** SELECTED EXTRACT **
Implementing HL7 in a healthcare environment is rarely straightforward. Here are the key considerations:

Interface engines are almost always required
Systems like Mirth Connect, Rhapsody, or Iguana act as middleware — receiving HL7 messages from one system, transforming them as needed, and routing them to the destination system. Without an interface engine, each point-to-point connection requires custom development.
HL7v2 has significant variability
The standard is flexible by design, which means two organizations implementing the same HL7 message type can do it differently. This is often called the “HL7 dialect” problem — a message from Hospital A may need transformation before Hospital B can understand it.
Testing is non-negotiable
HL7 integration failures can result in missing lab results, incorrect patient records, or failed medication orders. Thorough testing in a sandbox environment before go-live is essential.

** ACTIVITY 1 **
According to the text on HL7 implementation, what can HL7 integration failures result in?
** ACTIVITY 2 **
Carry on the text about HL7 implementation from its final sentence.

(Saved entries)
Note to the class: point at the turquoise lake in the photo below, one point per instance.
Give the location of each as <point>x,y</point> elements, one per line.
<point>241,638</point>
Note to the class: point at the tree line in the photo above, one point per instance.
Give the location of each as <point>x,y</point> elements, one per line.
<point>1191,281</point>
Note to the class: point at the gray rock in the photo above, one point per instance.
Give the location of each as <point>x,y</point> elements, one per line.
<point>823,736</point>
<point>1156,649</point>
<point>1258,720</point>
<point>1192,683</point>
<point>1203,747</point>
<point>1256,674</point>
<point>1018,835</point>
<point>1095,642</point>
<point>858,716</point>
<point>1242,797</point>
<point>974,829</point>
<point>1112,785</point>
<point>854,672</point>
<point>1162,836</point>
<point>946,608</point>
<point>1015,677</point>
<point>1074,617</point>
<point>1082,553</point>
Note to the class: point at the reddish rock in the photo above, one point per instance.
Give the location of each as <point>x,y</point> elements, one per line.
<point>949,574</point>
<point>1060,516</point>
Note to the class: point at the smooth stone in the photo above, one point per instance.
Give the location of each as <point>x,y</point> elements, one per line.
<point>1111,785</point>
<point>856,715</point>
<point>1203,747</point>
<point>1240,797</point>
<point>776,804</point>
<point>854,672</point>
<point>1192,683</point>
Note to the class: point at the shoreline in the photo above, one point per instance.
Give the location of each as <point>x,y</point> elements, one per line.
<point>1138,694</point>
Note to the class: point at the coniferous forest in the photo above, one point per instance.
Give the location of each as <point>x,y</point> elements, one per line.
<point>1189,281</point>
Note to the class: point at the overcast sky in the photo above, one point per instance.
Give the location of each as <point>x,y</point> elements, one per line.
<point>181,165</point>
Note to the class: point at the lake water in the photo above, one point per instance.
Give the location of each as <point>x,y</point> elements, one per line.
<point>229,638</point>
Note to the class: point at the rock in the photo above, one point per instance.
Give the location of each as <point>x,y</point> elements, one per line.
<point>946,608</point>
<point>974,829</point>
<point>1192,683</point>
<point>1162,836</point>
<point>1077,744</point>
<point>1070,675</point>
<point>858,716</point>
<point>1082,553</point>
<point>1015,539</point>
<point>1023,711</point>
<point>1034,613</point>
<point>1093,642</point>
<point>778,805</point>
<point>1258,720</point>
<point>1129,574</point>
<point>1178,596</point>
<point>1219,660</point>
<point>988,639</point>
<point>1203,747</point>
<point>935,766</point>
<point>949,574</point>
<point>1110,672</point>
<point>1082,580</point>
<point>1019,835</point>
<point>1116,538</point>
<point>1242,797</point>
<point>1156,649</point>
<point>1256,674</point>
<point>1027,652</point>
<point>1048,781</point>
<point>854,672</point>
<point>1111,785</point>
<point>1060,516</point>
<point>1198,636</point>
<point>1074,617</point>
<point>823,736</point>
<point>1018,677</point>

** ANSWER BOX 1 **
They can result in missing lab results, incorrect patient records, or failed medication orders.

** ANSWER BOX 2 **
FHIR is the future
While HL7v2 remains dominant in legacy environments, all new interoperability requirements from CMS and ONC are FHIR-based. Organizations should plan their roadmap accordingly — maintaining existing HL7v2 interfaces while building new capabilities on FHIR.
Security and compliance matter
HL7 messages contain PHI (Protected Health Information). All HL7 interfaces must be secured in transit (TLS encryption) and access must be controlled and audited to meet HIPAA requirements.

How Taction Helps with HL7

At Taction, our engineering team has deep hands-on experience building and maintaining HL7 integrations across a wide range of healthcare settings — from community hospitals to large health systems, payers, and digital health platforms.

What we do:

Whether you’re building a new integration from scratch, troubleshooting a broken interface, or planning a broader interoperability strategy, our team can help you move faster with fewer surprises.

HL7 interface development
We build custom HL7 interfaces for ADT, ORM, ORU, MDM, and other message types, tailored to your specific EHR and operational needs.
Interface engine configuration
We configure and manage Mirth Connect and other interface engines, handling message transformation, routing, and error management.
HL7v2 to FHIR migration
We help organizations transition from legacy HL7v2 interfaces to modern FHIR APIs, reducing technical debt while maintaining continuity of operations.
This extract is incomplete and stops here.